Begin PASSAGE TO READ

In the next class I ask students how long they’ve been learning English.
‘How long have you been learning English?’ I ask a young woman. She shakes her head.
‘How-long-have-you-been-learning-English?’
‘nguh…, nguh…, nguh…’ This is the Vietnames equivalent of ‘errrrm’. I wait. No answer. I try again.
‘How-long-you-learn-English?’
She stares at me panic-stricken, cocks her head towards me for a repeat.
I walk up to her and repeat the question more quietly. I don’t want to embarrass her. It’s useless. The girl beside her pipes up. She’s a friend. ‘She learn English only three year.’
I walk away shell-shocked. I ask tight-lipped Ly about it. The students have never heard a native English speaker. They’ve learnt lots of reading and writing and truckloads of grammar, but the only spoken English they’ve heard has come from the mouth of a Vietnamese English teacher who has no more idea of what real English sounds like than they do.
By week four, I’ve modified my teaching approach, focussing on pronunciation and intonation, writing everything on the board. The students start to respond.
By week five all is lost.

End PASSAGE TO READ
Begin GIVEN INFORMATION

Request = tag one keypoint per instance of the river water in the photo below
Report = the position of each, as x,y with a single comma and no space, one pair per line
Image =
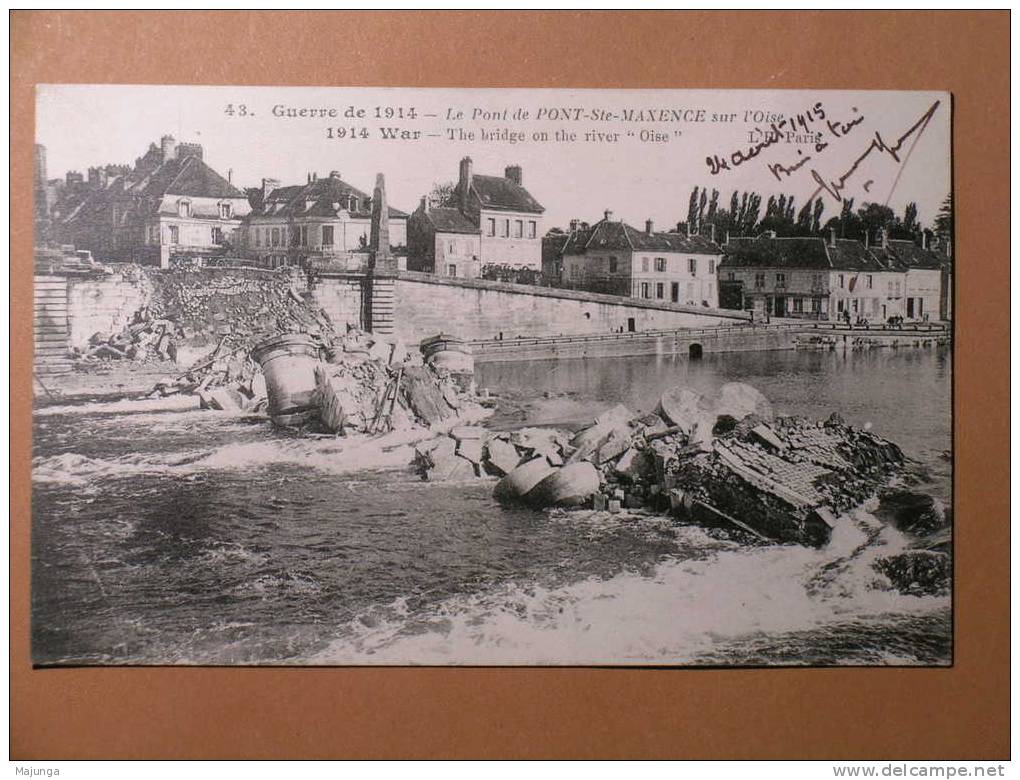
167,536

End GIVEN INFORMATION

- _OBJECTIVES_:
a. In the passage about teaching English in Vietnam, what does the teacher start focusing on by week four?
b. Write what comes next in the passage about teaching English in Vietnam, picking up after its last sentence.
The lines have nothing to do with the passage about teaching English in Vietnam.

- _PER-TASK ANSWERS_:
a. Pronunciation and intonation, with everything written on the board.

b.
Minutes into the lesson, the padlocked fire-door beside me at the front of the room breaks into song. It sings in a drunken baritone. The song has the unmistakeable boom and bluster of the Russian patriotic song, although sung in Vietnamese. Over the next ten minutes, the singing gets louder and louder as other male voices join in. The voices create an enormous amount of reverberation. I deduce this to be because they’re singing inside a cavernous wooden hall on the other side of the door.
I pull a face at the door and raise an eyebrow at the class, but incredibly, they’re ignoring it completely. It’s as though I’ve gone mad and for my intellectual swansong my brain has chosen a programme of drunken military music.
To keep teaching, I have to shout. The singing continues for the duration of the lesson.
And the next lesson. And every following lesson for the remainder of the course. It’s a weekly gathering. By the next week the invisible war vets are dancing too, judging by the thumping and pounding on the other side of the firedoor. And clapping out of time. I shout ever louder above the din and the students continue to act as though nothing is going on. The scenario is so absurd, so unmistakeably Vietnamese that sometimes I fear I’ll break down and cry with laughter.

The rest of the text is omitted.